» Direction: Reproduce word for word the stretch of the post on comparing alignment to other AGI interventions from "Interventions that increase" through "have our values.".

Comparing Alignment to other AGI interventions: Basic model — LessWrong

x

Comparing Alignment to other AGI interventions: Basic model — LessWrong

Interventions that increase the probability of Aligned AGI aren't the only kind of AGI-related work that could importantly increase the Expected Value of the future. Here I present a very basic quantitative model (which you can run yourself here) to start thinking about these issues. In a follow-up post I give a brief overview of extensions and analysis.

A main motivation of this enterprise is to assess whether interventions in the realm of Cooperative AI, that increase collaboration or reduce costly conflict, can seem like an optimal marginal allocation of resources. More concretely, in a utility framework, we compare

Alignment interventions (): increasing the probability that one or more agents have our values.
Cooperation interventions given alignment ( $a_{C | V}$ ): increasing the gains from trade and reducing the cost from conflict for agents with our values.

» Source material:
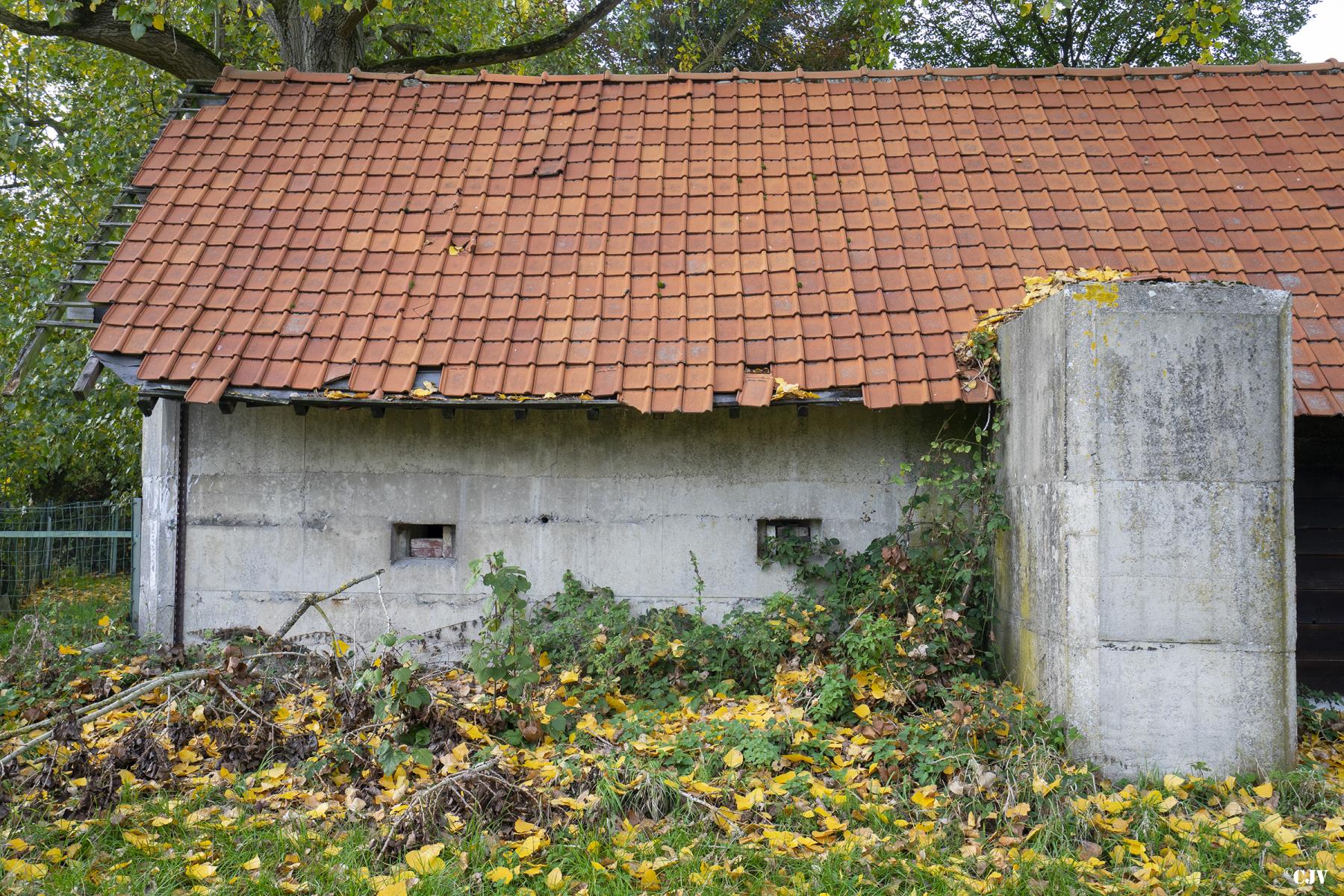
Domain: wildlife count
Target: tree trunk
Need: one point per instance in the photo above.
(335, 42)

» Result of this exercise:
Interventions that increase the probability of Aligned AGI aren't the only kind of AGI-related work that could importantly increase the Expected Value of the future. Here I present a very basic quantitative model (which you can run yourself here) to start thinking about these issues. In a follow-up post I give a brief overview of extensions and analysis.

A main motivation of this enterprise is to assess whether interventions in the realm of Cooperative AI, that increase collaboration or reduce costly conflict, can seem like an optimal marginal allocation of resources. More concretely, in a utility framework, we compare

Alignment interventions (): increasing the probability that one or more agents have our values.